Selected passage
+ + + + + + +
But there’s also the issue of the material being dated. Both the ivory and the resin were submerged in water for 800 years, which degraded their condition. “I would liked to have seen a date from the corky material from the surface to compare with the date from the inner material,” said Joseph Lambert of the resin sent in for radiocarbon dating. A professor of Chemistry at Trinity University, Lambert was involved in an earlier study on the resin, but not in this one.

Whatever their opinions may be on the likely date for the shipwreck, all the researchers agree on one thing: finds such as this are all too rare. The Java Sea has been an important passage in trade routes for centuries. Thousands of shipwrecks litter the seafloor, from more than a thousand years ago to the World War II era and beyond. Unfortunately, too many of those wrecks have been looted, or damaged in practices like blast fishing.

“While it is wonderful that we are in a position to conduct new research, my concerns going forward relate to the fate of shipwrecks that are still in Indonesian waters,” Pearson says. “Indonesia has new legislation to legally protect underwater cultural heritage, but—as the recent destruction of WWII ships in the Java Sea demonstrates—Indonesia’s ability to physically protect wrecks remains limited.”

Which makes this shipwreck all the more rare and valuable for researchers. Thanks to the fact that these objects belong to the Field Museum, researchers can continue analyzing them to learn more about this period of Asian trade. In one 2016 paper, Niziolek and others analyzed the chemistry of the resin to see where the blocks came from. In the future, they hope to extract ancient DNA from the elephant tusks to learn their origins, and analyze the sediments of large storage jars to see if they held foodstuffs like pickled vegetables or fish sauce. Some day, they also plan to compare the chemical makeup of the ceramics to kiln sites in China to see where merchants purchased them.

Even after two decades above water, the shipwreck still has dozens more stories to tell.
+ + + + + + +
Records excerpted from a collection
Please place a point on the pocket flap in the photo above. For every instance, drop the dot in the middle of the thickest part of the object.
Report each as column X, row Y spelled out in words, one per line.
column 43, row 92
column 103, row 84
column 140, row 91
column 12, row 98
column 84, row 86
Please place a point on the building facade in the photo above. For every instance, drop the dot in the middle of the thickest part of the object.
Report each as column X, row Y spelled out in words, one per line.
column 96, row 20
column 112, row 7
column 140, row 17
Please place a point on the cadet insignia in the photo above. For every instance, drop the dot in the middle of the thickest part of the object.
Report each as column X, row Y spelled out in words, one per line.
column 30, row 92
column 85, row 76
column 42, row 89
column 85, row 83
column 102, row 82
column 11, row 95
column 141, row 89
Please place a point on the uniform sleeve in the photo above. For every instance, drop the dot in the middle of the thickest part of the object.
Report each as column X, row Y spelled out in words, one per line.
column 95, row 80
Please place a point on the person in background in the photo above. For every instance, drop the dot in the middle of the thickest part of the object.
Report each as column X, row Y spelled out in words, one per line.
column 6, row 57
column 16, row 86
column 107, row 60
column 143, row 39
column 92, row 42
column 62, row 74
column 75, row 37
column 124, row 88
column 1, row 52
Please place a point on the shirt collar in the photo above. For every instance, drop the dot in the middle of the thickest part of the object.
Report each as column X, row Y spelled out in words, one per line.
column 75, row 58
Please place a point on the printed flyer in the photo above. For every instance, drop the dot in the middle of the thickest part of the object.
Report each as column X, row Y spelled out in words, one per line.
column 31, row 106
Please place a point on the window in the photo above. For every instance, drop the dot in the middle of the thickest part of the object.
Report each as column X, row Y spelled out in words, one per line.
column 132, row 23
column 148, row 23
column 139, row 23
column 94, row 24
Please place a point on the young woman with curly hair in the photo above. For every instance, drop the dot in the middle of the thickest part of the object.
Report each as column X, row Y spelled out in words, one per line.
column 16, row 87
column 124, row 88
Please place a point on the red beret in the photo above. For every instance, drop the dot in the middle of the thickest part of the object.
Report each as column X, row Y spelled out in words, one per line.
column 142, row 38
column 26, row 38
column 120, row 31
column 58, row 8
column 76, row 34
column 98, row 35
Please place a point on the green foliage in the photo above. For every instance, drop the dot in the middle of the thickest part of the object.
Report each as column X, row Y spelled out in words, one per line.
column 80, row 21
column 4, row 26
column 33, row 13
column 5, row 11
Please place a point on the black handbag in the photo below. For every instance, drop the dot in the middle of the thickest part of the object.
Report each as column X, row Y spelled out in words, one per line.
+ + + + + + +
Directions
1) Answer these questions from the passage on the Java Sea shipwreck:
(a) For how long were the ivory and the resin underwater?
(b) Besides looting, what practice has damaged Java Sea wrecks?
(c) What do researchers hope to extract from the elephant tusks?
2) In one to three sentences, explain why the passage on the Java Sea shipwreck calls this wreck all the more rare and valuable for researchers.

Answers for each item
1)
(a) 800 years
(b) Blast fishing
(c) Ancient DNA

2) Too many Java Sea wrecks have been looted or damaged in practices like blast fishing, and Indonesia's ability to physically protect wrecks remains limited. Because this wreck's objects belong to the Field Museum, researchers can keep analyzing them to learn more about that period of Asian trade.